About this task
Take the data below and write it out exactly, except for the pictures.

Records supplied

Segment Open

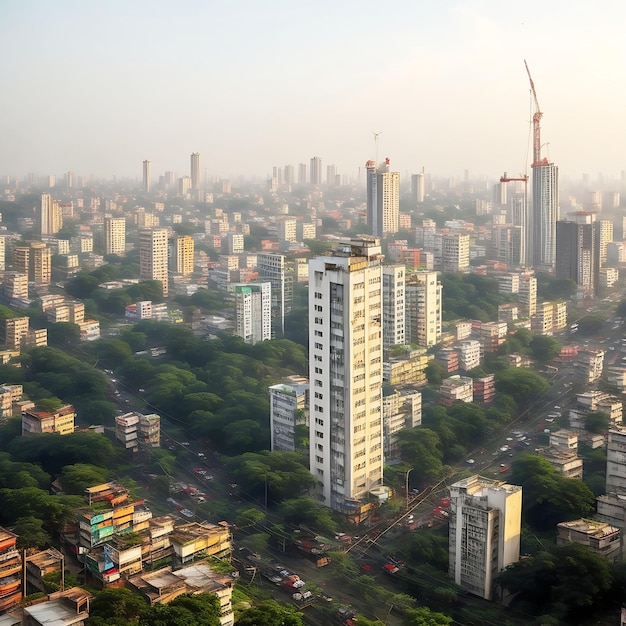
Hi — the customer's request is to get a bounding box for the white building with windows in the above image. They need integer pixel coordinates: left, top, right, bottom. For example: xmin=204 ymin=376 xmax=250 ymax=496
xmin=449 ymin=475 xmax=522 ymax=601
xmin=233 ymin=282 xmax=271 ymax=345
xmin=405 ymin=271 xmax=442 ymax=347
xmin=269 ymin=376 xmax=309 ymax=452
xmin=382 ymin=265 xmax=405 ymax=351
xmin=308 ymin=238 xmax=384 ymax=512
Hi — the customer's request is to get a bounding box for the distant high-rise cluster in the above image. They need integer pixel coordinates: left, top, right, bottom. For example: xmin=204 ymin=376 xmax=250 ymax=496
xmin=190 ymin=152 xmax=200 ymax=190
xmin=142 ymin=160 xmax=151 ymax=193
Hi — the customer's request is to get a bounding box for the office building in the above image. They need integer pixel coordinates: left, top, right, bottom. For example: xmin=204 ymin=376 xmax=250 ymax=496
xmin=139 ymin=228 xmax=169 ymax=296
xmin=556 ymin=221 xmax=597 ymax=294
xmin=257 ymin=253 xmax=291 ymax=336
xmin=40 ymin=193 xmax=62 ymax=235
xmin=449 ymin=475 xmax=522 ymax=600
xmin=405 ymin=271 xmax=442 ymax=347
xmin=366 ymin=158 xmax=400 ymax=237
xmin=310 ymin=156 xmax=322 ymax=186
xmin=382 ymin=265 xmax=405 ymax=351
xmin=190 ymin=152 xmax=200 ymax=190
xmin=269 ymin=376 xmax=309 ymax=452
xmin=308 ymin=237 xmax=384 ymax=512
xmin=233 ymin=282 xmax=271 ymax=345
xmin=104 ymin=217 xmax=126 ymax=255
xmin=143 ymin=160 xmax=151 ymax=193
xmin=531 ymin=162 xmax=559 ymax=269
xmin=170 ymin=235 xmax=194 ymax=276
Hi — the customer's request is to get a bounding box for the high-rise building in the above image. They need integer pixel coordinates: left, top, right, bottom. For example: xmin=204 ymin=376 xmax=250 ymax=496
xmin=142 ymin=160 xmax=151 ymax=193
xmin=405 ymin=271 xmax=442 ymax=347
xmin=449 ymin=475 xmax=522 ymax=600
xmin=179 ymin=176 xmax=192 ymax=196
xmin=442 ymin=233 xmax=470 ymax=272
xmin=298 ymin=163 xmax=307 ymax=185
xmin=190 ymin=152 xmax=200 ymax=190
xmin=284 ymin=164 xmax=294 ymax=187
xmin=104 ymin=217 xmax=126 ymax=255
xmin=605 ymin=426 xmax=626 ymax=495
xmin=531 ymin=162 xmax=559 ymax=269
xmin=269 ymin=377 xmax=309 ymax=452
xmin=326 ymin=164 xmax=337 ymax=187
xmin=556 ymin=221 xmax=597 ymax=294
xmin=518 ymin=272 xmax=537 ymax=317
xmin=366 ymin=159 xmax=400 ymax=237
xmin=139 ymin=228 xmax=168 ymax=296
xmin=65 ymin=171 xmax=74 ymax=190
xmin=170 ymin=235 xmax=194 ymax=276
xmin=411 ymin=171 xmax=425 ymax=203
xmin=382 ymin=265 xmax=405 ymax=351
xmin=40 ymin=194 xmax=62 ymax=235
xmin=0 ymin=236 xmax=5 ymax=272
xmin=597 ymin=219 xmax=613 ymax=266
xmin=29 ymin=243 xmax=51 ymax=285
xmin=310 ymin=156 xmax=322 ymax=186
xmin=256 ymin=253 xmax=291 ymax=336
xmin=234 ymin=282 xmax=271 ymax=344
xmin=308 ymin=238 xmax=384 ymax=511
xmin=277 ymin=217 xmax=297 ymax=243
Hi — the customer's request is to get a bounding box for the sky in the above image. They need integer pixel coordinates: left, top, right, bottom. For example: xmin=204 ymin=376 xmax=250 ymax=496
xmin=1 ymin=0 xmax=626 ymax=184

Segment Closed

Exercise output
Hi — the customer's request is to get a bounding box for the white building with windows in the above image. They need integer pixel coordinates: left, top, right, bottom. For example: xmin=204 ymin=376 xmax=250 ymax=496
xmin=449 ymin=475 xmax=522 ymax=601
xmin=233 ymin=282 xmax=271 ymax=345
xmin=405 ymin=271 xmax=442 ymax=347
xmin=269 ymin=376 xmax=309 ymax=452
xmin=382 ymin=265 xmax=405 ymax=351
xmin=308 ymin=238 xmax=384 ymax=512
Hi — the customer's request is to get a bounding box for the distant high-rise cluster in the above image. They need integer pixel coordinates: left, top, right, bottom. For example: xmin=204 ymin=376 xmax=250 ymax=496
xmin=190 ymin=152 xmax=200 ymax=190
xmin=142 ymin=160 xmax=151 ymax=193
Hi — the customer's request is to get a bounding box for the office building in the above image. They need integer pixel coordinates: left, top, right, bottom. For example: xmin=204 ymin=376 xmax=250 ymax=496
xmin=139 ymin=228 xmax=169 ymax=296
xmin=556 ymin=221 xmax=597 ymax=294
xmin=257 ymin=253 xmax=291 ymax=336
xmin=40 ymin=193 xmax=62 ymax=235
xmin=449 ymin=475 xmax=522 ymax=600
xmin=405 ymin=271 xmax=442 ymax=347
xmin=366 ymin=158 xmax=400 ymax=237
xmin=310 ymin=156 xmax=322 ymax=186
xmin=382 ymin=265 xmax=405 ymax=351
xmin=190 ymin=152 xmax=200 ymax=190
xmin=269 ymin=376 xmax=309 ymax=452
xmin=308 ymin=237 xmax=384 ymax=512
xmin=233 ymin=282 xmax=271 ymax=345
xmin=104 ymin=217 xmax=126 ymax=255
xmin=143 ymin=160 xmax=151 ymax=193
xmin=531 ymin=162 xmax=559 ymax=269
xmin=170 ymin=235 xmax=194 ymax=276
Hi — the customer's request is to get a bounding box for the high-rise building in the above image. They need integer pixel coordinates: left, top, right, bottom. For example: xmin=204 ymin=376 xmax=250 ymax=496
xmin=142 ymin=160 xmax=151 ymax=193
xmin=405 ymin=271 xmax=442 ymax=347
xmin=449 ymin=475 xmax=522 ymax=600
xmin=179 ymin=176 xmax=192 ymax=196
xmin=442 ymin=233 xmax=470 ymax=272
xmin=298 ymin=163 xmax=307 ymax=185
xmin=190 ymin=152 xmax=200 ymax=190
xmin=284 ymin=164 xmax=294 ymax=187
xmin=104 ymin=217 xmax=126 ymax=255
xmin=605 ymin=426 xmax=626 ymax=495
xmin=531 ymin=162 xmax=559 ymax=269
xmin=269 ymin=377 xmax=309 ymax=452
xmin=326 ymin=164 xmax=337 ymax=187
xmin=556 ymin=221 xmax=597 ymax=294
xmin=518 ymin=272 xmax=537 ymax=317
xmin=366 ymin=159 xmax=400 ymax=237
xmin=139 ymin=228 xmax=168 ymax=296
xmin=65 ymin=171 xmax=74 ymax=190
xmin=170 ymin=235 xmax=194 ymax=276
xmin=411 ymin=171 xmax=425 ymax=203
xmin=382 ymin=265 xmax=405 ymax=351
xmin=40 ymin=194 xmax=62 ymax=235
xmin=0 ymin=236 xmax=5 ymax=272
xmin=597 ymin=219 xmax=613 ymax=266
xmin=29 ymin=243 xmax=51 ymax=285
xmin=310 ymin=156 xmax=322 ymax=186
xmin=256 ymin=253 xmax=291 ymax=336
xmin=234 ymin=282 xmax=271 ymax=344
xmin=308 ymin=238 xmax=384 ymax=511
xmin=277 ymin=217 xmax=297 ymax=243
Hi — the customer's request is to get a bounding box for the sky in the above image. They need integer pixel coordinates: left, top, right, bottom. For example: xmin=204 ymin=376 xmax=250 ymax=496
xmin=1 ymin=0 xmax=626 ymax=184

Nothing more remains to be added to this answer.